# Extracted data entries
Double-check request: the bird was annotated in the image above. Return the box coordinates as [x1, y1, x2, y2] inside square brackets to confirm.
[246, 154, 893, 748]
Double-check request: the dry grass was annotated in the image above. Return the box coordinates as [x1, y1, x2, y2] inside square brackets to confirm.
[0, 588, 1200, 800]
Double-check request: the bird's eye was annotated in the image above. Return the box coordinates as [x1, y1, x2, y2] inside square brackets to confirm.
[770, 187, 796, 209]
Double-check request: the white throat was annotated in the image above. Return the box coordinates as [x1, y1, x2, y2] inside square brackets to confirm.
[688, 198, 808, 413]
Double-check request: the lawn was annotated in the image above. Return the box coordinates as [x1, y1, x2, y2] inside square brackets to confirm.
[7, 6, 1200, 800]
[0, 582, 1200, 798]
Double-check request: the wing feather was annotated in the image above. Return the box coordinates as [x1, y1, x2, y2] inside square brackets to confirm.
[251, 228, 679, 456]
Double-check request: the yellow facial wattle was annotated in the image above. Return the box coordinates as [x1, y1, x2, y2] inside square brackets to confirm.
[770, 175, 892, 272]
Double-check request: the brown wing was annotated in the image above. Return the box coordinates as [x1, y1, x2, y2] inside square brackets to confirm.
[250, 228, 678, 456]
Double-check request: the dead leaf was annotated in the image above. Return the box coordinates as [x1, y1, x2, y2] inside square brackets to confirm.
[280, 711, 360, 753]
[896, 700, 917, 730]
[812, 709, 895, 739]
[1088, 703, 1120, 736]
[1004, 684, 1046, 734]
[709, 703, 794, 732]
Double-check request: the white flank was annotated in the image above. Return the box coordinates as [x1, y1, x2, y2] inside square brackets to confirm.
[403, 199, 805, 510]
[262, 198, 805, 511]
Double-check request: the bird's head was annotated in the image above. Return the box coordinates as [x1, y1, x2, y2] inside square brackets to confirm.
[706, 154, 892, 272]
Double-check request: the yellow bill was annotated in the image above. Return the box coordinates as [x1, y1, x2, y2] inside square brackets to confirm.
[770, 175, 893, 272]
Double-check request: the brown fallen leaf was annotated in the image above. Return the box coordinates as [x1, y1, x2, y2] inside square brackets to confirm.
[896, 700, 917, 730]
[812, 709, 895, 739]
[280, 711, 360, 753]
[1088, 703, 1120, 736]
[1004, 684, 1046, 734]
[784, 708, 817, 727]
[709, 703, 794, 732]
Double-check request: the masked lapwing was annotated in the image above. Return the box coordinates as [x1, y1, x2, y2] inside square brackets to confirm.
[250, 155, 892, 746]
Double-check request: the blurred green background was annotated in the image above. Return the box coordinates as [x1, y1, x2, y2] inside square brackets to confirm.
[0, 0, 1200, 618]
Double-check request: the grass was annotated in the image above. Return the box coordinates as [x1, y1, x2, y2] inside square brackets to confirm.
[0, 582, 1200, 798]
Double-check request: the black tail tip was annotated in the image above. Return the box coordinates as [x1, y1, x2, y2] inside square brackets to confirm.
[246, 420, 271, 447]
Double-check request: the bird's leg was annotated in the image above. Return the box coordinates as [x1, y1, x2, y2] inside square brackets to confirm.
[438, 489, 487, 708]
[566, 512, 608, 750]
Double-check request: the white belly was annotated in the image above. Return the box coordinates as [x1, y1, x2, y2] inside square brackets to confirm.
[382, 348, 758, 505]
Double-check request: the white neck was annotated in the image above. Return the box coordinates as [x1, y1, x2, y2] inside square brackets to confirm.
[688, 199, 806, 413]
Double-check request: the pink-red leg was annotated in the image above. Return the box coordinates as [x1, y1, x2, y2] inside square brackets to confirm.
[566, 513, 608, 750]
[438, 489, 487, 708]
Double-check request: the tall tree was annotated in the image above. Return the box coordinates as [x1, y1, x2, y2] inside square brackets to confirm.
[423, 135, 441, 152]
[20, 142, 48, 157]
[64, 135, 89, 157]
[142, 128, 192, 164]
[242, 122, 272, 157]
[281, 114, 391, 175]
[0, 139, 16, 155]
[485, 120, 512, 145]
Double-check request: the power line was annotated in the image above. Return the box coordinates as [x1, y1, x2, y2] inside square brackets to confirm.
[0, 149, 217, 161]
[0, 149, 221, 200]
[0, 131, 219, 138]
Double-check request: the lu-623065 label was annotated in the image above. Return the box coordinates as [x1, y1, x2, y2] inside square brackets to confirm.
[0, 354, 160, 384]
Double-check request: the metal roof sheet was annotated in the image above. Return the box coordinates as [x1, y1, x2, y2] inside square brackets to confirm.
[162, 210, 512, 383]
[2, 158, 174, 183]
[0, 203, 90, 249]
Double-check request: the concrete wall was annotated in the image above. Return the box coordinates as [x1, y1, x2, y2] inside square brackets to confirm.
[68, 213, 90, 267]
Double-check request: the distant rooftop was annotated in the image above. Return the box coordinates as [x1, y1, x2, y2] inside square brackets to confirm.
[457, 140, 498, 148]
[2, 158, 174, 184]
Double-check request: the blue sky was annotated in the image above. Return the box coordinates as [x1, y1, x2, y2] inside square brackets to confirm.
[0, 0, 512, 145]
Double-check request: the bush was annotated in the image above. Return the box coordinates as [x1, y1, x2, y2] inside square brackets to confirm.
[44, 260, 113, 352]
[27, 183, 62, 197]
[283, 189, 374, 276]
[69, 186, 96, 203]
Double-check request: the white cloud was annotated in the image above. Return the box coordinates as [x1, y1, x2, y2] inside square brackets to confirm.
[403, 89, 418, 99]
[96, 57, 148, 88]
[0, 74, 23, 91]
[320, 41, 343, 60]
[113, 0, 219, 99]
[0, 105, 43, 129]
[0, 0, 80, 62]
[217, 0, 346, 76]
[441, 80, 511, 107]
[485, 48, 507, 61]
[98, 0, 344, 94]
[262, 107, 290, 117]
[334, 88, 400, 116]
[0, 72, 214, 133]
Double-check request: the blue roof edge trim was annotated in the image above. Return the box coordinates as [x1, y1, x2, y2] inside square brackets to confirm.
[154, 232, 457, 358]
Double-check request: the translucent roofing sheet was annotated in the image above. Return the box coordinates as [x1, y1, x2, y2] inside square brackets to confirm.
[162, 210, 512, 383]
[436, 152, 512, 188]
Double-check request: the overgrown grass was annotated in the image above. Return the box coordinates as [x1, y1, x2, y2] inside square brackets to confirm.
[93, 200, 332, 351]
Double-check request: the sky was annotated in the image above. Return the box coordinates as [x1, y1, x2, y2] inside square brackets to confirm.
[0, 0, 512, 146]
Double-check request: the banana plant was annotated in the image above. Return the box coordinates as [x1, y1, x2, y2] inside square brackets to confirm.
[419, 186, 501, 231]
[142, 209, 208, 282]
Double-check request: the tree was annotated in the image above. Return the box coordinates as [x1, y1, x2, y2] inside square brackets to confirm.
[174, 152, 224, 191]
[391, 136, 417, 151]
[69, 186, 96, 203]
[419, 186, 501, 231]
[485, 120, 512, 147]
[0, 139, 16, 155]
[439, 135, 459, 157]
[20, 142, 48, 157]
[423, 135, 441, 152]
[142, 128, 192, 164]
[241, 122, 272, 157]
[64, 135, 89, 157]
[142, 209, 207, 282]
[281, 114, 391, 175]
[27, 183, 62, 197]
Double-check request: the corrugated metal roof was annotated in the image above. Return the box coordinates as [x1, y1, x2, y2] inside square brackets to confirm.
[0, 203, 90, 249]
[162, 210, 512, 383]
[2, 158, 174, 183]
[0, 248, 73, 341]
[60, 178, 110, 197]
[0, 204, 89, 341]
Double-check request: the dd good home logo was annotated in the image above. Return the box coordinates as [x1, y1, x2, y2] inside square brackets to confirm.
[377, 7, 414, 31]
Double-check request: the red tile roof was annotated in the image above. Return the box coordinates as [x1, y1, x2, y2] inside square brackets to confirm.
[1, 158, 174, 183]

# The problem
Rewrite the listing above with "Double-check request" replaced by "Verification request" everywhere it occurs, leaving every other line untouched.

# Written solution
Verification request: the bird was annotated in the image above. Return the box coordinates as [x1, y1, x2, y2] inside square brackets to confirm.
[246, 154, 893, 748]
Verification request: the dry grass was annotated in the image above. Return the box coordinates as [x1, y1, x2, y2] inside square brackets to confirm.
[0, 588, 1200, 800]
Verification request: the bird's eye was annotated in the image above. Return the box coordinates as [x1, y1, x2, y2] inside square brackets to confirm.
[770, 187, 796, 209]
Verification request: the white throat was annotated in the image above. Return the box coordinates as [x1, y1, x2, y2] inside square brackets to confirm.
[688, 198, 808, 413]
Verification request: the lawn was annotated in the image above. Return the box coordinates as [x1, y1, x2, y2] inside square brackets to confirm.
[7, 6, 1200, 800]
[0, 582, 1200, 798]
Verification request: the wing feather was annotated in the image above. Return the box coordinates as [x1, y1, x2, y2] inside square brackets to confirm.
[251, 228, 679, 456]
Verification request: the yellow facial wattle was annotated in the image above. Return the box coordinates as [x1, y1, x2, y2] inside square brackets to confirm.
[770, 175, 892, 272]
Verification request: the brown wing was annotated in the image above. Return the box coordinates as [x1, y1, x2, y2] inside square brackets to confirm.
[250, 228, 678, 456]
Verification request: the dead leaf was annotated in the image above. Return the box coordinates as [x1, y1, x2, y2] inside square brackets to confirm.
[280, 711, 360, 753]
[896, 700, 917, 730]
[812, 709, 895, 739]
[1088, 703, 1120, 736]
[1004, 684, 1046, 734]
[709, 703, 794, 732]
Verification request: the white flank was annotated in the image above. Return the box coordinates as [x1, y1, x2, y2] inside square brackets to confirm.
[403, 199, 805, 510]
[262, 198, 805, 511]
Verification request: the bird's head was annotated in the image above. Return the box coordinates as [x1, y1, x2, y2] inside square brackets to confirm.
[706, 154, 892, 272]
Verification request: the yellow bill was annotated in the image above. Return the box coordinates as [x1, y1, x2, y2] inside square brackets to confirm.
[770, 175, 893, 272]
Verification request: the brown fallen leaf was annotated in the image above. Return the box coordinates as [x1, y1, x2, y2] inside square brackets to confirm.
[896, 700, 917, 730]
[812, 709, 895, 739]
[280, 711, 360, 753]
[1088, 703, 1120, 736]
[1004, 684, 1046, 734]
[784, 708, 817, 727]
[709, 703, 794, 732]
Verification request: the masked lapwing was annotated in the image above. Return the box coordinates as [x1, y1, x2, y2] inside square brackets to confirm.
[250, 155, 892, 746]
Verification request: the blurred green background was annotated in the image above. Return the box coordinates as [x1, y1, x2, y2] inside square brackets to confirm.
[0, 0, 1200, 618]
Verification request: the grass was annotated in the image above. Return the box coordinates as [x1, y1, x2, y2] inside square brackets to confirm.
[0, 582, 1200, 798]
Verification request: the black tail tip was annotated in the image above. Return the box coordinates as [x1, y1, x2, y2] inside square brackets to confirm.
[246, 420, 271, 447]
Verification request: the bird's leg was annotated in the image above. Return the box coordinates as [x1, y1, x2, y2] inside square brackets to confirm.
[438, 489, 487, 708]
[566, 512, 608, 750]
Verification request: the white belly was annotated in the image above. Return the box coordinates as [x1, y1, x2, y2] inside square brackets to confirm.
[382, 348, 758, 505]
Verification request: the white neck was annotated in the image above. Return the box coordinates as [x1, y1, x2, y2] inside square brackets to confirm.
[688, 199, 806, 413]
Verification request: the pink-red leg was annotated in the image above. Return the box coordinates as [x1, y1, x2, y2] inside square brackets to confirm.
[566, 513, 608, 750]
[438, 489, 487, 708]
Verification request: the tall tree was annotated in the image above. Return the box coordinates as [x1, y1, x2, y2] inside square brackets to confirm.
[423, 135, 441, 152]
[20, 142, 48, 157]
[64, 135, 89, 157]
[142, 128, 192, 164]
[242, 122, 272, 157]
[281, 114, 391, 175]
[0, 139, 16, 155]
[485, 120, 512, 145]
Verification request: the power line was annotated in the image above. Return the box coordinates as [x1, y1, x2, y2] inside square brackets to confirm.
[0, 149, 217, 161]
[0, 149, 221, 200]
[0, 131, 219, 138]
Verification request: the lu-623065 label was annotated in the image above. Return the box coordinates as [x1, y1, x2, y2] inside square brackets to confirm.
[0, 354, 160, 384]
Verification request: the metal roof sheet was annotated in the image above. Return the box coordinates as [x1, y1, x2, y2] inside square brackets to confirm.
[162, 210, 512, 383]
[2, 158, 174, 183]
[0, 203, 90, 249]
Verification request: the concrete wall was annotated in the image above. Return the box coordinates as [x1, y1, x2, y2] inside square brackets to confirm.
[68, 213, 90, 267]
Verification request: the distant rooftop was annotated in the image above. Return the box coordinates as [x1, y1, x2, y2] inside square brackets to confirm.
[457, 140, 498, 148]
[2, 158, 174, 184]
Verification request: the blue sky was annotated in the image above. Return the box coordinates as [x1, y1, x2, y2] inside square brackets to confirm.
[0, 0, 512, 145]
Verification request: the bush was annotated in the image above. Return the box coordinates as [x1, y1, x2, y2] inside square brackets to confirm.
[44, 260, 113, 352]
[27, 183, 62, 197]
[283, 189, 374, 276]
[69, 186, 96, 203]
Verification request: the white cloud was annotated in the image above. Return the box coordinates as [x1, y1, x2, y2] inside square brackets to confirm.
[403, 89, 418, 99]
[96, 57, 148, 88]
[0, 74, 23, 91]
[320, 41, 343, 60]
[113, 0, 219, 99]
[0, 105, 43, 129]
[0, 0, 80, 62]
[217, 0, 346, 76]
[441, 80, 511, 107]
[485, 48, 507, 61]
[98, 0, 344, 94]
[262, 107, 290, 117]
[334, 88, 400, 116]
[0, 72, 214, 133]
Verification request: the blue roof edge trim was annotated in the image above. Return the box coordinates as [x1, y1, x2, y2] inside square brackets to confirm.
[154, 232, 457, 358]
Verification request: the translucent roofing sheet was annotated in the image above. Return the box coordinates as [x1, y1, x2, y2] inside square brackets to confirm.
[162, 210, 512, 383]
[436, 152, 512, 188]
Verification request: the overgrown grass was annotated in the image above. Return the box coordinates as [x1, y1, x2, y2] inside square brackets to confirm.
[93, 200, 332, 351]
Verification request: the sky was annotated in the image above. Return the box coordinates as [x1, y1, x2, y2] inside square brackets to confirm.
[0, 0, 512, 146]
Verification request: the banana plant was annotated in the image above. Return the box coordinates as [x1, y1, x2, y2] inside square brackets to confirm.
[419, 186, 501, 231]
[142, 209, 208, 282]
Verification request: the tree was annotated in the image above. Return the box coordinates as [x1, y1, x2, y2] inside square brackets to confirm.
[174, 152, 224, 191]
[391, 136, 417, 151]
[69, 186, 96, 203]
[419, 186, 501, 231]
[485, 120, 512, 147]
[0, 139, 16, 155]
[439, 135, 459, 157]
[20, 142, 48, 157]
[423, 135, 441, 152]
[142, 128, 192, 164]
[241, 122, 272, 157]
[64, 135, 89, 157]
[142, 209, 207, 282]
[281, 114, 391, 175]
[27, 183, 62, 197]
Verification request: the corrugated metal roof was annotated in the image above. Return the box coordinates as [x1, y1, x2, y2] inside square brackets to confirm.
[0, 203, 90, 249]
[162, 210, 512, 383]
[2, 158, 174, 183]
[0, 248, 73, 341]
[60, 178, 110, 197]
[0, 204, 89, 341]
Verification request: the dd good home logo was annotated in the image above. Return the box coordinates as [x1, y1, x2, y2] inside square brackets to confirm.
[377, 7, 414, 31]
Verification request: the red tile roof was annotated in the image above. Return the box coordinates as [x1, y1, x2, y2] inside square brackets to confirm.
[1, 158, 174, 183]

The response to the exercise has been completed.